* ASSIGNMENT: Give back exactly the stretch of data below from the line holding "the blue sky in this photo." through the line holding "building in this photo.", both ends included, and leave the remaining lines out.

* RECORDS FOR PROCESSING:
* * *
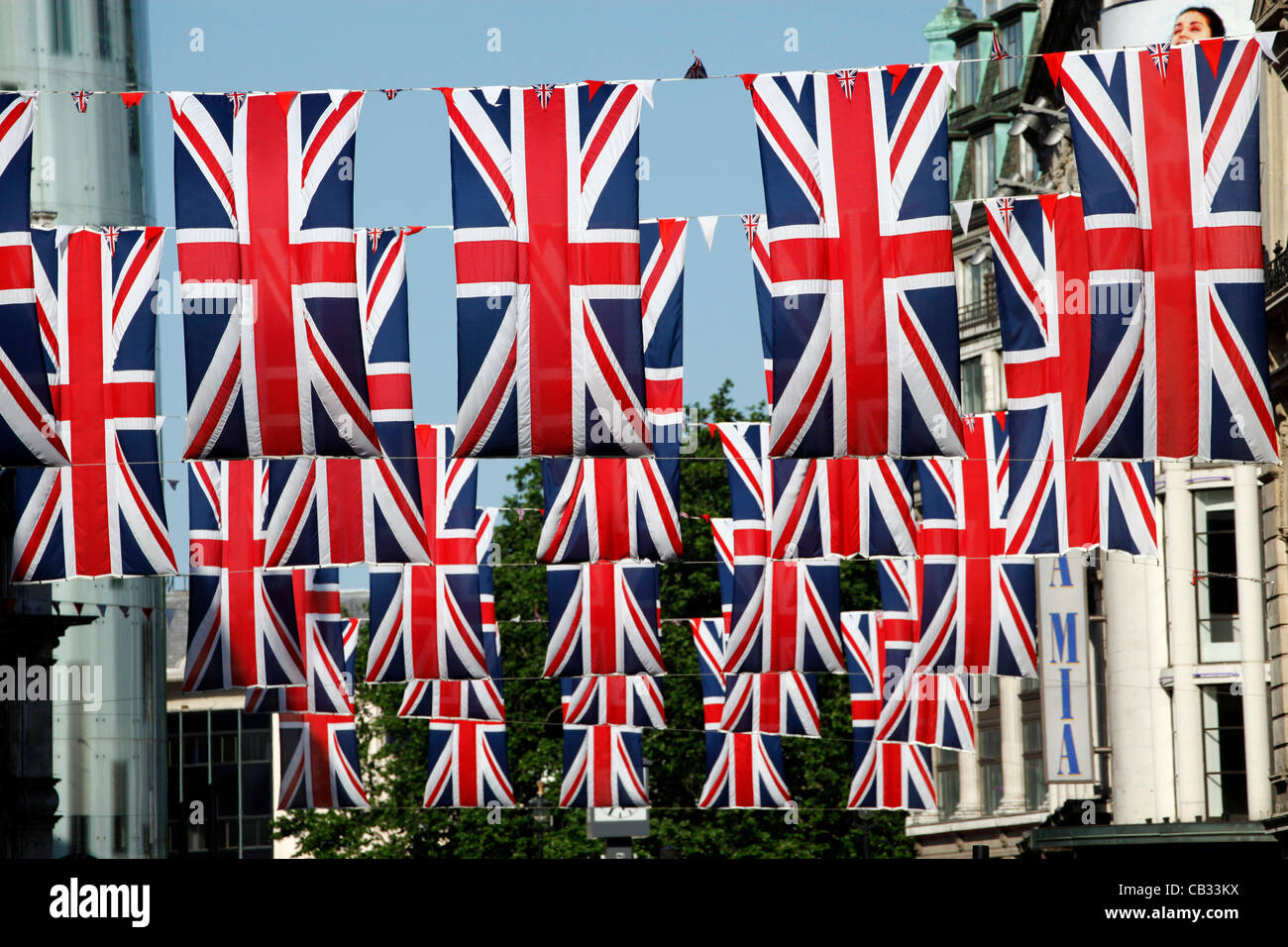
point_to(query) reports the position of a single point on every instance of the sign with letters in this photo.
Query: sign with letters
(1064, 668)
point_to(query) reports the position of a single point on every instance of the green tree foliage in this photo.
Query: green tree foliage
(394, 750)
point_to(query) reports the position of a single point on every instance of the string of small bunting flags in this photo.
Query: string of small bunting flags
(1159, 53)
(51, 607)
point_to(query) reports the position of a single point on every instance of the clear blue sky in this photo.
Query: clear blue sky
(699, 140)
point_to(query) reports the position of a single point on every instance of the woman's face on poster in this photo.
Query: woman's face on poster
(1190, 26)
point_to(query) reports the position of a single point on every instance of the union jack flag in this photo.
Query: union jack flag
(426, 621)
(609, 508)
(999, 51)
(625, 699)
(724, 541)
(603, 767)
(858, 211)
(1179, 355)
(481, 698)
(818, 508)
(603, 620)
(1056, 502)
(468, 766)
(897, 703)
(460, 699)
(890, 776)
(758, 244)
(1159, 53)
(708, 638)
(244, 629)
(104, 514)
(877, 646)
(784, 703)
(330, 648)
(743, 770)
(549, 344)
(978, 605)
(27, 429)
(780, 616)
(786, 615)
(313, 502)
(271, 331)
(320, 763)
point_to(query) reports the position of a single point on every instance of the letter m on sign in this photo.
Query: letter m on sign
(1064, 635)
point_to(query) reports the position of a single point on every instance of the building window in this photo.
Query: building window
(1013, 40)
(983, 172)
(1026, 163)
(104, 29)
(223, 759)
(967, 73)
(973, 385)
(60, 26)
(1227, 777)
(991, 768)
(947, 783)
(1218, 594)
(1034, 776)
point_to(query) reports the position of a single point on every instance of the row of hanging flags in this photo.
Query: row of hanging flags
(304, 454)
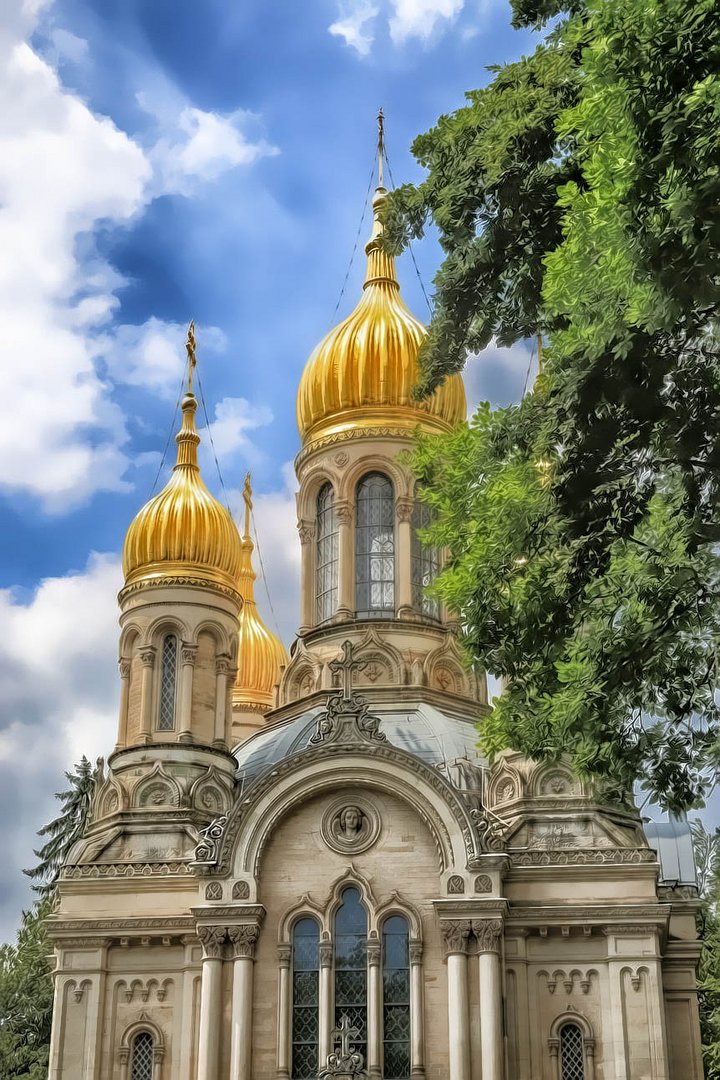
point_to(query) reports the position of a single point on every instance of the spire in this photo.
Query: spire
(187, 439)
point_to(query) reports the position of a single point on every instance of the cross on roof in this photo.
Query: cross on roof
(343, 1033)
(347, 666)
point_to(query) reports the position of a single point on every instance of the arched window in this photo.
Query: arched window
(351, 967)
(375, 548)
(326, 556)
(424, 562)
(572, 1053)
(167, 684)
(306, 998)
(143, 1056)
(395, 999)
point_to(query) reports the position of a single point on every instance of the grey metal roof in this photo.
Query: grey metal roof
(422, 730)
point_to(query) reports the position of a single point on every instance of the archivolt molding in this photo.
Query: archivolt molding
(321, 769)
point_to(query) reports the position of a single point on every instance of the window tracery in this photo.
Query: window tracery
(375, 548)
(326, 555)
(167, 684)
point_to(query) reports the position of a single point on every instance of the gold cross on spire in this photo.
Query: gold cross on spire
(190, 348)
(247, 496)
(381, 144)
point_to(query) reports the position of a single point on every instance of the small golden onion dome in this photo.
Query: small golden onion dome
(363, 373)
(260, 653)
(184, 531)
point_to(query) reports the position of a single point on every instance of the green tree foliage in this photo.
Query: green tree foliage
(26, 986)
(65, 829)
(26, 999)
(706, 847)
(579, 194)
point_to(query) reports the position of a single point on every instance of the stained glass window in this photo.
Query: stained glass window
(167, 684)
(326, 556)
(306, 998)
(425, 562)
(572, 1053)
(143, 1053)
(395, 999)
(351, 967)
(375, 548)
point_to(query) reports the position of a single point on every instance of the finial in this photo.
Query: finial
(381, 144)
(190, 348)
(247, 496)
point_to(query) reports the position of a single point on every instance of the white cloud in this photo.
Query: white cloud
(354, 23)
(405, 18)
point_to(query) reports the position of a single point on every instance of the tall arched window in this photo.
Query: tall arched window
(572, 1053)
(395, 999)
(306, 998)
(167, 684)
(326, 556)
(351, 967)
(375, 548)
(425, 562)
(143, 1056)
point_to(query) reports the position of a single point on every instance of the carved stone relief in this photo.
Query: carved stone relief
(350, 825)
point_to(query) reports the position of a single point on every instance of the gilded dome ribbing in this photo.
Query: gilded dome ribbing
(363, 373)
(184, 531)
(260, 653)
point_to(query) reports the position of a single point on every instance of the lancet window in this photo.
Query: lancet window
(326, 555)
(572, 1053)
(351, 967)
(424, 562)
(306, 998)
(167, 684)
(143, 1056)
(375, 548)
(396, 999)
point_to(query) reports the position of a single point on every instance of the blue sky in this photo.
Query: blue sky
(162, 160)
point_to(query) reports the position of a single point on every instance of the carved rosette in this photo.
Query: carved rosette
(243, 940)
(456, 933)
(487, 934)
(212, 939)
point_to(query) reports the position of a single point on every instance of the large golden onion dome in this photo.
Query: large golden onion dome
(260, 653)
(184, 531)
(362, 374)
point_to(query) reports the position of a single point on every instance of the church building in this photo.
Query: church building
(300, 865)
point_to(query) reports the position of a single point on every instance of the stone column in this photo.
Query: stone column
(417, 1012)
(125, 666)
(488, 933)
(221, 671)
(404, 559)
(343, 514)
(243, 940)
(148, 660)
(284, 1021)
(307, 534)
(454, 939)
(188, 655)
(211, 1001)
(374, 1007)
(326, 1025)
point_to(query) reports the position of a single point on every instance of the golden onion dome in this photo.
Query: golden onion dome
(362, 374)
(184, 531)
(260, 653)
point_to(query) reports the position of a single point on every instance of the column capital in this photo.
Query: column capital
(243, 939)
(456, 933)
(212, 939)
(188, 653)
(488, 933)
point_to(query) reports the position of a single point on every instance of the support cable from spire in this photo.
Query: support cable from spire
(415, 261)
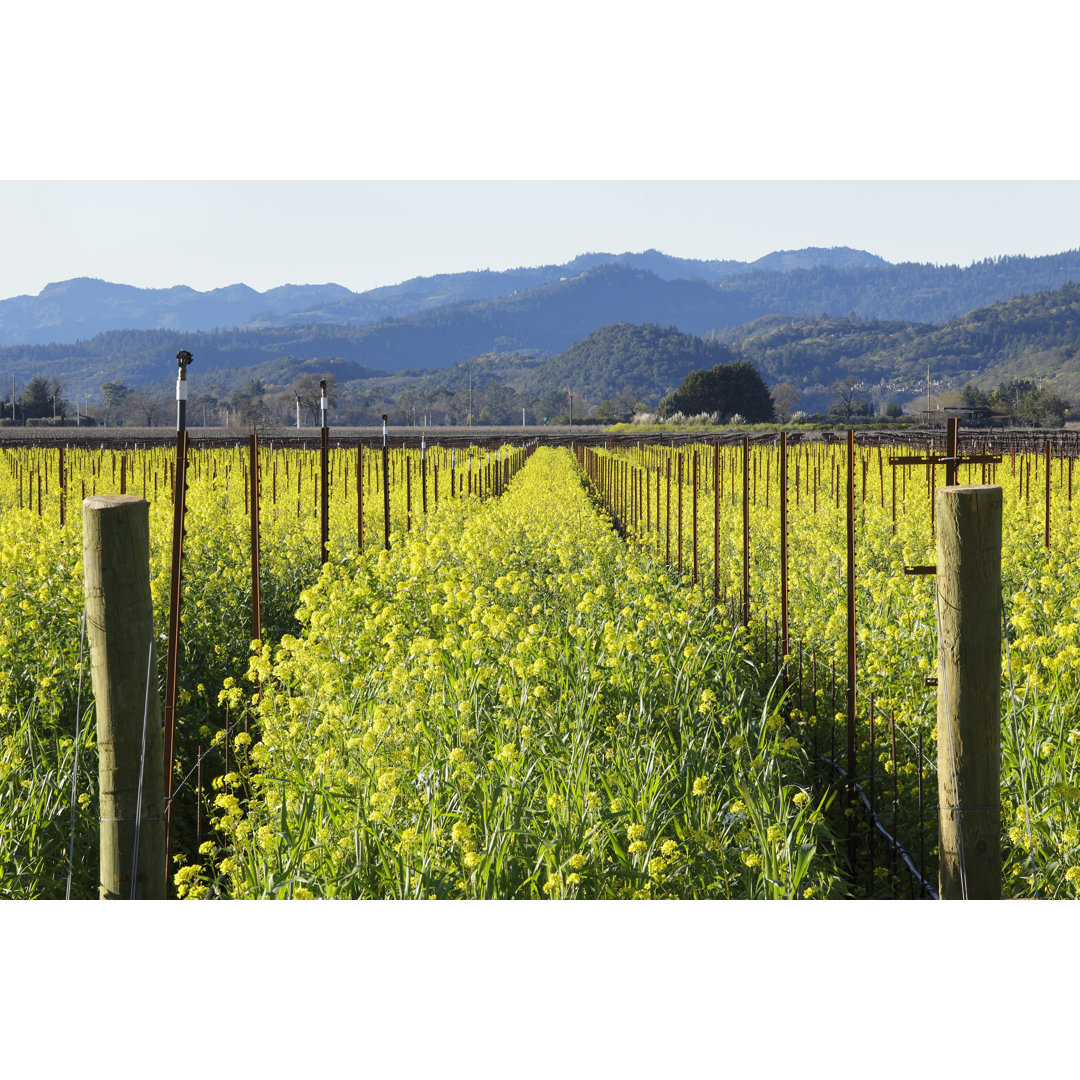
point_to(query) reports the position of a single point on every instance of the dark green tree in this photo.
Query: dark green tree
(36, 399)
(725, 389)
(848, 400)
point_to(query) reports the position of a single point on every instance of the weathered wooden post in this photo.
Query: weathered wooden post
(120, 630)
(969, 691)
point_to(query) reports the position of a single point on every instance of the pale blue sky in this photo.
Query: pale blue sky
(138, 142)
(377, 232)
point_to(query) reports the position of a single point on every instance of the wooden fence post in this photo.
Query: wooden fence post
(120, 631)
(969, 691)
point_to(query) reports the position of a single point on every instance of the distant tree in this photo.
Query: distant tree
(306, 390)
(628, 401)
(1041, 408)
(202, 409)
(113, 395)
(785, 399)
(410, 401)
(143, 408)
(973, 397)
(250, 404)
(724, 389)
(848, 400)
(61, 404)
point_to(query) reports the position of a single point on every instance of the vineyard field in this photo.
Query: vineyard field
(544, 676)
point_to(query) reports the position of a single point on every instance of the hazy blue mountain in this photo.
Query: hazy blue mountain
(80, 308)
(421, 294)
(68, 311)
(548, 319)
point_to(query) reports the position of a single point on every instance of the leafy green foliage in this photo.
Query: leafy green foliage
(725, 389)
(650, 359)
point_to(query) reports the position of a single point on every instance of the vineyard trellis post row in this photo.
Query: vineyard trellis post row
(969, 691)
(120, 633)
(175, 580)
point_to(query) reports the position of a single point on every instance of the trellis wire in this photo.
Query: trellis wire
(75, 767)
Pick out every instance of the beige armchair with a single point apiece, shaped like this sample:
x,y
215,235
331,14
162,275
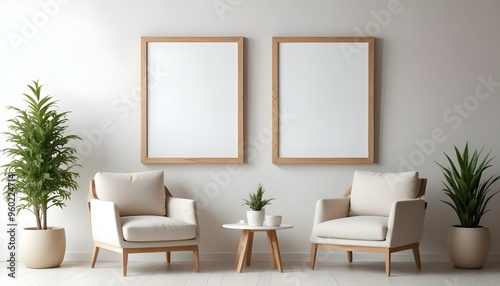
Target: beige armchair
x,y
135,213
381,212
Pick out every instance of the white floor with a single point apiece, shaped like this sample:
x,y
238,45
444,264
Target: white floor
x,y
259,273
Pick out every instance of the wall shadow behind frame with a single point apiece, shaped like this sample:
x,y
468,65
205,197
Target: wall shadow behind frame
x,y
327,85
192,99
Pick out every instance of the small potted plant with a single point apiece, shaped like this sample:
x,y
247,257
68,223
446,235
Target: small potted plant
x,y
41,168
468,243
256,203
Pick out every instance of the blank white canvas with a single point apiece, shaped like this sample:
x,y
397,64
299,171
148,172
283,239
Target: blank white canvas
x,y
325,87
193,105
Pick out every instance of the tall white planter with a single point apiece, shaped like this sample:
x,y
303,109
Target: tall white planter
x,y
468,247
256,218
42,248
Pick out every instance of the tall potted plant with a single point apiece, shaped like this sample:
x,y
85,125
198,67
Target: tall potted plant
x,y
256,203
468,243
41,164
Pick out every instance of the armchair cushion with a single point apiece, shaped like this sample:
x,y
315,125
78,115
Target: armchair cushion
x,y
156,228
139,193
356,227
374,193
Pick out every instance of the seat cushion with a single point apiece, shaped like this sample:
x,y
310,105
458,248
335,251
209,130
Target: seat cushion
x,y
141,193
374,193
356,227
156,228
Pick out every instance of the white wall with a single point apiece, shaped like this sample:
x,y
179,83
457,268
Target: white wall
x,y
431,59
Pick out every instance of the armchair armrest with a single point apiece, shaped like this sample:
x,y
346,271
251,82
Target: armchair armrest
x,y
105,222
182,209
406,222
328,209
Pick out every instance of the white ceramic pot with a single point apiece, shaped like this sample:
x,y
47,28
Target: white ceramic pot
x,y
256,218
468,247
42,248
273,220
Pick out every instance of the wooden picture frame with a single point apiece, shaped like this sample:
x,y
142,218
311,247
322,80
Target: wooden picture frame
x,y
323,91
192,99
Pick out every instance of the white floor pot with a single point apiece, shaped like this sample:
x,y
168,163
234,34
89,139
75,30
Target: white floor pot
x,y
468,247
256,218
42,248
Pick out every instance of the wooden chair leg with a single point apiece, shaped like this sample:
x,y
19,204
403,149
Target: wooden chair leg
x,y
124,262
94,256
416,255
168,257
388,262
314,251
196,259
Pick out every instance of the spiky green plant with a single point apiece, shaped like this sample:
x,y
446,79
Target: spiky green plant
x,y
469,195
256,202
41,161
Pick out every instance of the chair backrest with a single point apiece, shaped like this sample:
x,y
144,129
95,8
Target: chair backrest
x,y
141,193
374,193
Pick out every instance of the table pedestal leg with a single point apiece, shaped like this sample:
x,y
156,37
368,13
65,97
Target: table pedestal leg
x,y
249,247
274,250
243,249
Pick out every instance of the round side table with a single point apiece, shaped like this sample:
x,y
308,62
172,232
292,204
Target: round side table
x,y
246,240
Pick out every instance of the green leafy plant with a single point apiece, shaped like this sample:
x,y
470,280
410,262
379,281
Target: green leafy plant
x,y
256,202
469,195
41,161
* * *
* RESULT FOR THIS TASK:
point_to(query) reports the position of a single point on every instance of the blue sky in this photo.
Query: blue sky
(162, 160)
point_to(query) reports the position of a single point on every instance of the carved rosette in this photo.
Query: carved rosette
(243, 940)
(456, 933)
(487, 934)
(212, 939)
point_to(query) reports the position of a single point on every instance of the large golden onion dome in this photo.
Query: large golden onion dome
(260, 653)
(184, 531)
(362, 374)
point_to(query) reports the position of a single point on every instance of the church building in this photo.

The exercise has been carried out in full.